**Given data:**
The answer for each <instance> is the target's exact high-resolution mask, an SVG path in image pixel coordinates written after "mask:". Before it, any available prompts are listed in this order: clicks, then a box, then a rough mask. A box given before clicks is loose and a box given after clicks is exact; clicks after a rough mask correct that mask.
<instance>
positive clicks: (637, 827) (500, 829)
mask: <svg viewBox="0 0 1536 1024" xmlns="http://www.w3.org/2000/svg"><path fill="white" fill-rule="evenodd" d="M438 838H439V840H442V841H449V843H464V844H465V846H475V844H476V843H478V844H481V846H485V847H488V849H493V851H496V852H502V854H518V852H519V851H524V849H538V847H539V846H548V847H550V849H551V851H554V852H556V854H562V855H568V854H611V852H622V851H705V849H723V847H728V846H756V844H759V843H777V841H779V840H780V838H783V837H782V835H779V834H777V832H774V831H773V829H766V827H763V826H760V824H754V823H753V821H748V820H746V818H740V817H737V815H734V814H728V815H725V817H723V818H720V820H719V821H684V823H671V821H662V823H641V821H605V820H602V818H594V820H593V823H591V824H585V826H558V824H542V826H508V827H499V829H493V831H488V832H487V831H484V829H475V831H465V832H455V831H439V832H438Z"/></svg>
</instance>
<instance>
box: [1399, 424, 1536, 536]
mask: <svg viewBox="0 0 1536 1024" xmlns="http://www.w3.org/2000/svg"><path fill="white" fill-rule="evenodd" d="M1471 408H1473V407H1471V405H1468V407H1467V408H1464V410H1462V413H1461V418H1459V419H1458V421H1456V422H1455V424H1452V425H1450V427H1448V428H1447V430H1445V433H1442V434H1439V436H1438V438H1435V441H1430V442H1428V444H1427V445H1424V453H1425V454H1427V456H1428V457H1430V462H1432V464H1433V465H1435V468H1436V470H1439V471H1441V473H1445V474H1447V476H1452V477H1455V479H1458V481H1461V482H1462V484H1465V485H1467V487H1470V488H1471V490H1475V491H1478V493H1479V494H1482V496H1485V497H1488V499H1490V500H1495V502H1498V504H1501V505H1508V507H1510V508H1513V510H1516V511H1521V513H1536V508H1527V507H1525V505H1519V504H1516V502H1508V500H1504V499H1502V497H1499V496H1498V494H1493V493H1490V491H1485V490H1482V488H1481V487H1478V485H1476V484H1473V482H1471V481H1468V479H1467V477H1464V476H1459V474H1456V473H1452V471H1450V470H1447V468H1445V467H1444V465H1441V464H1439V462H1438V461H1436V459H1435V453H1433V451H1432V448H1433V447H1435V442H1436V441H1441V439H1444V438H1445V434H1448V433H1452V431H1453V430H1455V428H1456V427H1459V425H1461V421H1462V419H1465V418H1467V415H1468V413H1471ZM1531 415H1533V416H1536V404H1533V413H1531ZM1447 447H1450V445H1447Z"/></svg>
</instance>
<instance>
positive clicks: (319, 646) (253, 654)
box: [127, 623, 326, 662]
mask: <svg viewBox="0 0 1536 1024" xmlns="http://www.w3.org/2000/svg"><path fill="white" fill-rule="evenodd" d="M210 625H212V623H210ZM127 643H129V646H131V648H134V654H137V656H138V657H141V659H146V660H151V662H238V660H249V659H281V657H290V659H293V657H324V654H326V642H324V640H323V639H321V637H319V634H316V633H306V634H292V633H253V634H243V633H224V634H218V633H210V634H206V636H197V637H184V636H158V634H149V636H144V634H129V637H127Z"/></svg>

**Work item:** Please output the complete listing without any alteration.

**Response to the exercise:**
The answer for each <instance> is the target's exact high-resolution mask, an SVG path in image pixel coordinates written after "mask:". Before it, any available prompts are listed in this order: clicks, then a box, then a rough mask. A box given before clicks is loose and a box given after clicks is exact; clicks after a rough mask correct that mask.
<instance>
positive clicks: (637, 827) (500, 829)
mask: <svg viewBox="0 0 1536 1024" xmlns="http://www.w3.org/2000/svg"><path fill="white" fill-rule="evenodd" d="M438 838H439V840H442V841H449V843H464V844H465V846H475V844H476V843H478V844H481V846H485V847H488V849H493V851H496V852H502V854H518V852H519V851H524V849H538V847H539V846H548V847H550V849H551V851H554V852H556V854H562V855H568V854H611V852H622V851H705V849H723V847H728V846H756V844H759V843H777V841H779V840H780V838H783V837H782V835H779V834H777V832H774V831H773V829H766V827H763V826H760V824H754V823H753V821H748V820H746V818H740V817H737V815H734V814H728V815H725V817H723V818H720V820H719V821H684V823H671V821H662V823H641V821H605V820H602V818H594V820H593V823H591V824H585V826H558V824H542V826H508V827H499V829H493V831H488V832H487V831H484V829H475V831H465V832H455V831H439V832H438Z"/></svg>
</instance>
<instance>
box: [1399, 424, 1536, 536]
mask: <svg viewBox="0 0 1536 1024" xmlns="http://www.w3.org/2000/svg"><path fill="white" fill-rule="evenodd" d="M1471 408H1473V407H1471V405H1468V407H1467V408H1464V410H1462V413H1461V418H1459V419H1458V421H1456V422H1455V424H1452V425H1450V427H1448V428H1447V430H1445V433H1442V434H1439V436H1438V438H1435V441H1430V442H1428V444H1427V445H1424V453H1425V454H1427V456H1428V457H1430V462H1432V464H1433V465H1435V468H1436V470H1439V471H1441V473H1445V474H1447V476H1452V477H1455V479H1458V481H1461V482H1462V484H1465V485H1467V487H1470V488H1471V490H1475V491H1478V493H1479V494H1482V496H1485V497H1488V499H1490V500H1495V502H1498V504H1501V505H1508V507H1510V508H1513V510H1516V511H1521V513H1536V508H1527V507H1525V505H1519V504H1516V502H1508V500H1504V499H1502V497H1499V496H1498V494H1493V493H1490V491H1485V490H1482V488H1481V487H1478V485H1476V484H1473V482H1471V481H1468V479H1467V477H1464V476H1459V474H1456V473H1452V471H1450V470H1447V468H1445V467H1444V465H1441V464H1439V462H1438V461H1436V459H1435V453H1433V451H1432V448H1433V447H1435V442H1436V441H1441V439H1444V438H1445V434H1448V433H1452V431H1453V430H1455V428H1456V427H1459V425H1461V421H1462V419H1465V418H1467V415H1468V413H1471ZM1531 415H1533V416H1536V404H1533V413H1531ZM1447 447H1450V445H1447Z"/></svg>
</instance>
<instance>
positive clicks: (319, 646) (253, 654)
box: [127, 623, 326, 662]
mask: <svg viewBox="0 0 1536 1024" xmlns="http://www.w3.org/2000/svg"><path fill="white" fill-rule="evenodd" d="M210 625H212V623H210ZM127 643H129V646H131V648H134V654H137V656H138V657H141V659H146V660H151V662H238V660H249V659H281V657H290V659H293V657H324V654H326V642H324V640H323V639H321V637H319V634H316V633H306V634H292V633H253V634H243V633H224V634H218V633H210V634H206V636H197V637H184V636H158V634H149V636H144V634H129V637H127Z"/></svg>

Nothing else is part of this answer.